_WRITTEN PROBLEM 1_: According to the 2009 Pew Research Center poll cited in the post on modern-day Christian evangelicals, what share of white Catholics thought torture of suspected terrorists was justified?

_DOCUMENT EXTRACT_:
┄┄┄┄┄┄┄┄┄┄┄┄┄┄┄┄┄┄┄┄

Regarding Modern day Christian Evangelicals -

A Pew Research Center poll taken in 2009 showed that a majority of white Evangelical Protestants (62%) and white Catholics (51%) thought that the use of torture against suspected terrorists was justified. The author of this article in the Daily Beast asks the question, "Who Would Jesus Torture?" I can't help but wonder what impact propaganda like the Fox TV show 24, which premiered in 2001, had on these people's beliefs.

I can't begin to imagine what interior angst must occasionally occur for someone who professes to be a follower of Jesus while at the same time giving a thumbs up for torturing fellow human beings. The ugly secret is....

We gave up on God a long time ago. 

Religions that foster an interior experience of the divine and sacred have been overtaken by other religions. As Jacques Ellul said, "The elimination of traditional religions by modern culture is a process that creates new religions."

Religion asks for faith, not reason. We have moved our faith from the sacred to the secular. We have faith (often without reason although not always) in - our selves, our leaders, our political parties, in technology and in the misguided notion that some external thing (money, possessions, self-help books, gurus) will bring us joy.

The 62% of white evangelicals and 51% of Catholics who believe torturing another human being is acceptable, know - somewhere in their psyche, that they gave up on God.

The Danish philosopher Soren Kierkegaard was critical of mainline churches. His book Fear and Trembling is about working out your personal relationship with the divine on your own - after you've come to the end of reason...with fear and trembling. I think he also said that he liked to attend unfamiliar churches and sit in the back pew - being critical of the people who show up in church every Sunday and sit in their assigned pew to make a good impression on their fellow churchgoers.

Why is that important to this discussion?

It helps explain why professedly religious people gave up on God. True Christian faith seeks a personal relationship with the divine. It's hard individual work, not achievable by following the letter of a human-constructed theology.

┄┄┄┄┄┄┄┄┄┄┄┄┄┄┄┄┄┄┄┄

_DATA SECTION_:
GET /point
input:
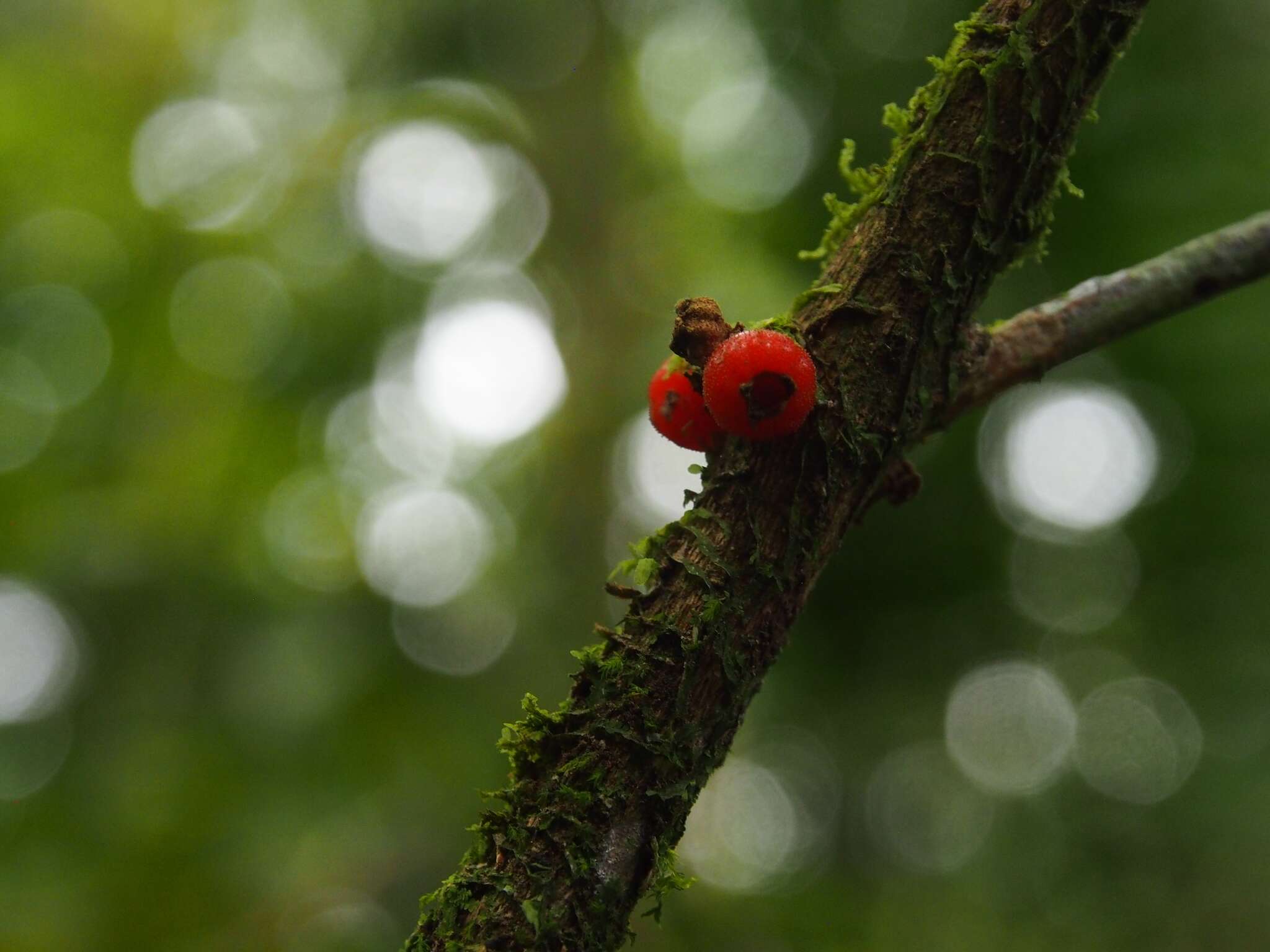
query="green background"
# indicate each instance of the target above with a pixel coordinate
(235, 752)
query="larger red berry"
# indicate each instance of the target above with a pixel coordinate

┄┄┄┄┄┄┄┄┄┄┄┄┄┄┄┄┄┄┄┄

_WRITTEN PROBLEM 2_: Write out every line of the entries again, including the requests, but scale each pixel coordinate in the answers by 1.85 and round the results to whole numbers, with halves rounding up. Omit the pictures from your reply.

_SOLUTION 1_: 51%

_SOLUTION 2_:
GET /point
input:
query="green background"
# indicate each instance of the target above with a pixel coordinate
(435, 1391)
query="larger red berry"
# indicate each instance of the target above with a pixel coordinate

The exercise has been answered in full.